T-Rex: Tactile-ReactiveDexterous Manipulation

Dantong Niu^1,2,*, Zhuoyang Liu^1,*, Zekai Wang^1,*, Boning Shao¹, Zhao-Heng Yin¹, Anirudh Pai¹, Yuvan Sharma¹, Stefano Saravalle⁵, Ruijie Zheng², Jing Wang², Ryan Punamiya², Mengda Xu², Yuqi Xie², Yunfan Jiang^2,3, Letian Fu¹, Konstantinos Kallidromitis⁴, Matteo Gioia^5,6, Junyi Zhang¹, Jiaxin Ge¹, Haiwen Feng¹, Fabio Galasso^5,6, Wei Zhan¹, David M. Chan¹, Yutong Bai¹, Roei Herzig¹, Jiahui Lei¹, Fei-Fei Li³, Ken Goldberg¹, Jitendra Malik¹, Pieter Abbeel¹, Yuke Zhu², Danfei Xu², Jim (Linxi) Fan², Trevor Darrell¹

¹UC Berkeley²NVIDIA³Stanford⁴Panasonic⁵La Sapienza University⁶ItalAI^*Equal contribution

Paper Code

Abstract

The ability to react dynamically to tactile signals has long been considered crucial to agile, human-level dexterity. Yet contemporary learning-based Vision-Language-Action (VLA) models for robotic manipulation generally either overlook the tactile modality altogether or are limited to encoders that capture only static cues. This gap stems from three obstacles: the scarcity of diverse training data and standardized evaluation, architectural constraints in current VLA models, and the limitations of static tactile encoders. T-Rex pushes the frontier of tactile-reactive manipulation by addressing all three. We open-source a large-scale, 100-hour tactile-rich dataset collected via a novel, data-efficient recipe that prioritizes elementary motor primitives. To exploit naturally high-frequency touch signals without sacrificing the capabilities of existing VLAs, we introduce a variable-rate Mixture-of-Transformer (MoT) architecture equipped with a novel temporal tactile VQ-VAE encoder. We demonstrate the effectiveness of tactile-reactive policies on 12 manipulation tasks requiring delicate force control and deformable-object manipulation, achieving over 30% higher average success rate than the strongest baseline.

Contributions

T-Rex redesigns the full pipeline across data, architecture, and real-world tasks:

• The T-Rex Dataset — an open-source, 100-hour, tactile-synchronized teleoperation dataset organized around diverse object × motor-primitive combinations, filling the tactile gap in vision-only training data.
• A three-stage training paradigm — human egocentric pre-training, tactile-rich mid-training, and lightweight fine-tuning — the first complete recipe for tactile dexterous manipulation.

**WHAT IS EXPECTED**
Reproduce the part of the T-Rex page starting with "Contributions" and going on through "tactile dexterous manipulation.". You won't need the listing that follows.

**DATA**
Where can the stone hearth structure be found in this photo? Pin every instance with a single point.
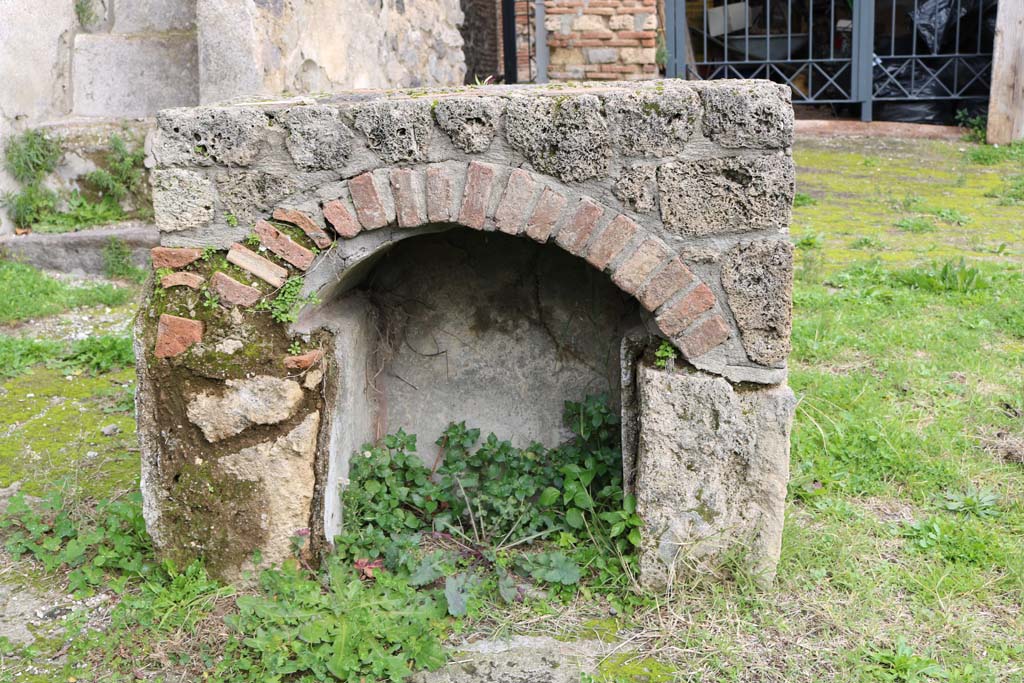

**SOLUTION BELOW**
Contributions

T-Rex redesigns the full pipeline across data, architecture, and real-world tasks:

• The T-Rex Dataset — an open-source, 100-hour, tactile-synchronized teleoperation dataset organized around diverse object × motor-primitive combinations, filling the tactile gap in vision-only training data.
• A three-stage training paradigm — human egocentric pre-training, tactile-rich mid-training, and lightweight fine-tuning — the first complete recipe for tactile dexterous manipulation.